■ **Brano del documento**:

New York, Stati Uniti, maggio 2020. Le foto in queste pagine sono state scattate a New York durante il picco dell’epidemia di covid-19 nella città, quando erano in vigore rigide misure di distanziamento sociale (Dina Litovsky, Redux/Contrasto)

Dati al servizio del bene

Oltre a questa quotidiana raccolta di informazioni, Facebook sta ampliando anche il suo programma Disease prevention maps, mappe per la prevenzione delle malattie. Il progetto usa i dati di localizzazione generati con le app del social network per aumentare “l’efficienza delle campagne sanitarie e della lotta all’epidemia” ed è già stato impiegato nel tracciamento del colera in Mozambico e nel contenimento del virus zika. Ora tre nuovi strumenti – le Colocation maps, i Movement range trends e il Social connectedness index – dovrebbero permettere di studiare come il raggio degli spostamenti e dei contatti sociali della popolazione contribuisce alla diffusione del covid-19 e di capire se le restrizioni imposte alla popolazione stanno funzionando o se servono nuove misure. Anche qui, il motto dei processi di mappatura promette molto: data for good, la missione è fare del bene.

■ **Record riportati**:

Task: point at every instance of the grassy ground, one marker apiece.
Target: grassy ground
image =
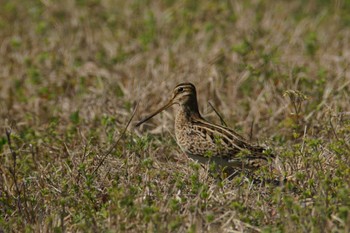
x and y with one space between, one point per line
72 72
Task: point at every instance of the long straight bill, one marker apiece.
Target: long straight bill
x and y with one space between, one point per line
155 113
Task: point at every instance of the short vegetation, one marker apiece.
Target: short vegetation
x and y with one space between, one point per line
73 72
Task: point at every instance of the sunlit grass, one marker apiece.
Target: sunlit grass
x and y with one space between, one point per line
72 72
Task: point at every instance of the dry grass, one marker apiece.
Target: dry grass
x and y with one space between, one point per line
72 72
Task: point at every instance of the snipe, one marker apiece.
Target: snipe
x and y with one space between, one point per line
204 141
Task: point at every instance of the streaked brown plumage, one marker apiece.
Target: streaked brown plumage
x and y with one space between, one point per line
204 141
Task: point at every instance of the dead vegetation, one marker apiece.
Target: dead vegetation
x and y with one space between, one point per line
72 73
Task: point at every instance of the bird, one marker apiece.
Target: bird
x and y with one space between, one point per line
207 142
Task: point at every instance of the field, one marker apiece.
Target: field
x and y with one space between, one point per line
73 72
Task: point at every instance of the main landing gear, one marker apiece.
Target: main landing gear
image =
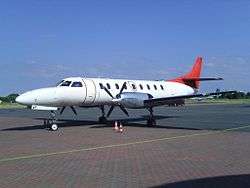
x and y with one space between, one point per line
51 122
151 120
102 119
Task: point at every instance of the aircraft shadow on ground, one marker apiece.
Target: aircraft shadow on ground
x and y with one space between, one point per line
239 181
132 122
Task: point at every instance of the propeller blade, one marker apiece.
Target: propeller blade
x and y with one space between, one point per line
74 110
110 111
62 110
123 87
108 92
124 110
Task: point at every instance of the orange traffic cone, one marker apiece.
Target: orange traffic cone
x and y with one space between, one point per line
116 126
121 128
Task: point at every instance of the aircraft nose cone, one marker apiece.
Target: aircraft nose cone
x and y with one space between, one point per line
22 99
18 99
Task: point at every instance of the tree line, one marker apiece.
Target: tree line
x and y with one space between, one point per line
10 98
237 95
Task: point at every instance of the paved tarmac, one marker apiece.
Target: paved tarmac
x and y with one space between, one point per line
193 146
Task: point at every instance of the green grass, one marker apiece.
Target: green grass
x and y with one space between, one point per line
10 106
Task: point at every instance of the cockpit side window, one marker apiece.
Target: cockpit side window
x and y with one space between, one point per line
66 83
76 84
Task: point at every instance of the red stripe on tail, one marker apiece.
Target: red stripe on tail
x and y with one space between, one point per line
192 78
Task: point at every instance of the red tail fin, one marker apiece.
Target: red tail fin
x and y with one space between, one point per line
193 77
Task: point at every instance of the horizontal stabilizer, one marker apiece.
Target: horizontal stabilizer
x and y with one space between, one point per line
201 79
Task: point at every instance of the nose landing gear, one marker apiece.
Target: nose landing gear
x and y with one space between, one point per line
51 122
151 120
102 119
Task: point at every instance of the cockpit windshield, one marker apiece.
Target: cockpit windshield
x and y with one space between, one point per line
59 83
76 84
66 83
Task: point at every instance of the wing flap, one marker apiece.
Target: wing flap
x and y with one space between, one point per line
168 100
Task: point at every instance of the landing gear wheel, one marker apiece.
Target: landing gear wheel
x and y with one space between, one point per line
151 122
102 120
54 127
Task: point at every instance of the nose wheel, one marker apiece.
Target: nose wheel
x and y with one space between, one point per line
151 120
50 123
102 119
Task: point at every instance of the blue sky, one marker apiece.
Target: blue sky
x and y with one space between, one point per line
42 42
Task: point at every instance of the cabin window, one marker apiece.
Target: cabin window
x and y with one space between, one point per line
117 86
155 87
66 83
108 86
76 84
133 86
101 85
148 87
141 87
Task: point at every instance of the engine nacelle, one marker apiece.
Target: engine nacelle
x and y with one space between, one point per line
134 100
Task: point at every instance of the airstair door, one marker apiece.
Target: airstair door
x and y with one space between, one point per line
90 91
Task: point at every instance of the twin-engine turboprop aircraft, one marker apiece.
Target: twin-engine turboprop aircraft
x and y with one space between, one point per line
121 93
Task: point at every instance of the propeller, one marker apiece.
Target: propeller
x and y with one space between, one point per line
117 96
72 108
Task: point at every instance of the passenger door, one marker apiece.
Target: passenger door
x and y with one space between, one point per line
90 90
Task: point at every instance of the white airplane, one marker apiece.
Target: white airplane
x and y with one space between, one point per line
121 93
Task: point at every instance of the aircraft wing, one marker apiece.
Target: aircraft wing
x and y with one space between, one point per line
169 100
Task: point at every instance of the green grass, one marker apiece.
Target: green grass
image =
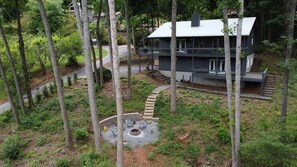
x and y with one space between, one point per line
2 90
80 60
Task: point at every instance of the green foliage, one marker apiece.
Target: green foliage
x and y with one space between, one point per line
69 81
75 78
2 90
54 12
11 148
69 47
210 149
267 153
121 40
41 141
62 82
106 74
34 120
93 159
151 156
45 91
81 134
223 135
63 162
52 88
5 118
38 97
171 148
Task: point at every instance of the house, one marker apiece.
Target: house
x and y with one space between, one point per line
200 51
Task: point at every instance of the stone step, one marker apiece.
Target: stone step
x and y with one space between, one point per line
152 97
149 107
151 100
148 114
147 117
148 110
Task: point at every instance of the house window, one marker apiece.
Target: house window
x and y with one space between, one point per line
181 45
212 66
221 66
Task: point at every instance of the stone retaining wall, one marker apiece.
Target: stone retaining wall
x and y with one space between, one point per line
113 119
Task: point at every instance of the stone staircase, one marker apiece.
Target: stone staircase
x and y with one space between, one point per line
268 89
158 76
150 103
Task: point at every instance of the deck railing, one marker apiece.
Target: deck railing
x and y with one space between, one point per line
156 50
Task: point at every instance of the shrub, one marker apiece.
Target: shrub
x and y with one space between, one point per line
38 97
223 135
69 81
45 91
62 162
81 134
11 148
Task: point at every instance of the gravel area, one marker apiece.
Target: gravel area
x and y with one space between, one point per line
148 133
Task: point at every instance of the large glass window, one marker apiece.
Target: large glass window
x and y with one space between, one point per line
220 66
181 45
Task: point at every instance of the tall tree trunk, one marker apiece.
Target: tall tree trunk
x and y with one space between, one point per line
128 47
173 59
119 98
78 20
110 48
42 66
23 57
238 84
68 136
229 78
12 68
99 44
94 62
90 79
290 7
8 93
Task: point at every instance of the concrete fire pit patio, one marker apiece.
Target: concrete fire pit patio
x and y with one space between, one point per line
136 133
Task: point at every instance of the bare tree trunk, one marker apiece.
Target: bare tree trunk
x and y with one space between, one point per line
173 59
8 93
12 67
90 79
290 7
94 63
23 57
78 19
238 84
128 47
229 78
42 66
110 48
119 98
68 136
99 44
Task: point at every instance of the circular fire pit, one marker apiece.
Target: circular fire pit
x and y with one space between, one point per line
135 132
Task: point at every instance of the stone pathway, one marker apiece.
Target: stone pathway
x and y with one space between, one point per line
150 102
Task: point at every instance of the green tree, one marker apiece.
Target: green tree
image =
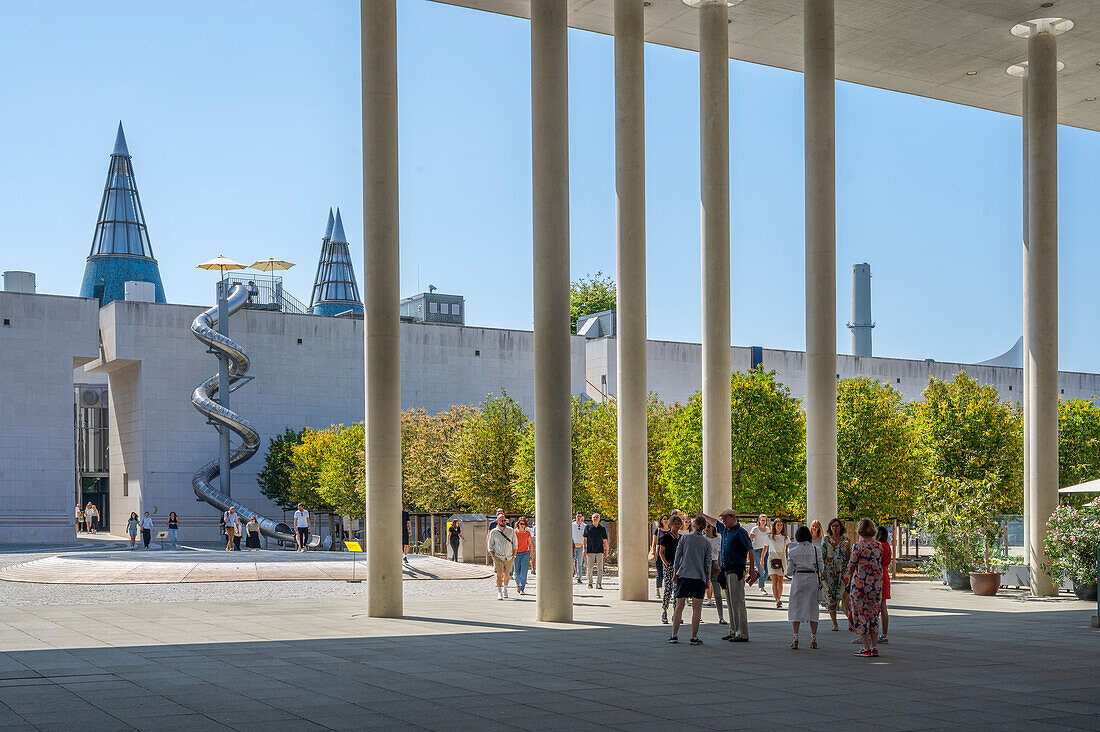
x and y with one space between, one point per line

■ **Attività**:
Prosegui il brano riportato sopra sulle mappe di Facebook per il covid-19, riprendendo subito dopo la sua ultima frase.

■ **Risposta**:
Facebook, però, non si limita a farsi pubblicità nel ruolo di strumento disinteressato a disposizione delle autorità sanitarie. Con il mappatore sociale mira a estendere la sua sfera d’influenza e a rafforzare la sua leadership. E quindi se a marzo Mark Zuckerberg ha donato 720mila mascherine agli ospedali pubblici e 25 milioni di dollari al progetto di ricerca Covid-19 therapeutics accelerator, non l’ha fatto solo per apparire un caritatevole filantropo impegnato per il bene comune. La sua azienda vede nella crisi un’opportunità per diventare da semplice social network a una specie di rete di ricerca. Facebook, quindi, cerca di accreditarsi come l’infrastruttura pubblica che ha sempre voluto essere: un elemento essenziale al mantenimento del sistema.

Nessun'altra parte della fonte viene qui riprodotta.